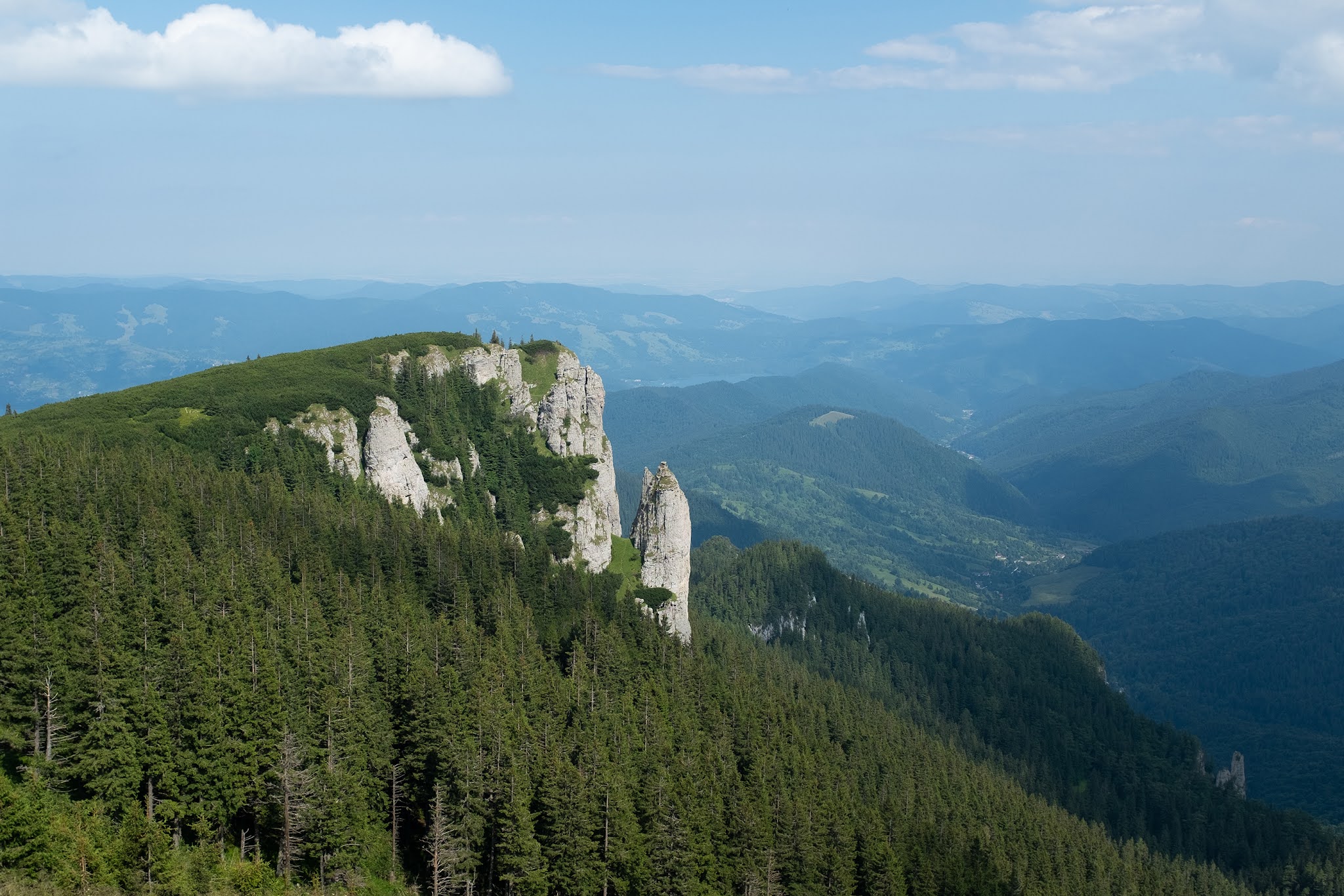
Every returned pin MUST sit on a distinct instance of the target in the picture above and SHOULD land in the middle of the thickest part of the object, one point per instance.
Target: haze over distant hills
(73, 336)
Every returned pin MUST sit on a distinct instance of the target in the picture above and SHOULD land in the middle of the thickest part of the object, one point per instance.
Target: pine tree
(292, 794)
(522, 866)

#### [Aim]
Present every line of the items above as a Markdown table with the columns Row and Line, numbering the rows in order. Omit blank lines and the pictures.

#### [The completed task]
| Row | Line |
|---|---|
| 1 | Every returned pin MUST sit on a distinct instance of the target in the picture above and SHOULD land in the middle of the thickest part of the object, one point per instance. |
| 2 | Target: haze over distant hills |
| 3 | (73, 336) |
| 4 | Every returned pin MUST sit on a distinct instance of the target in the picture above and SHOULD land in the middle of the thickest part of the object, one point per instance. |
| 5 | Target: pine tree |
| 6 | (292, 794) |
| 7 | (522, 866) |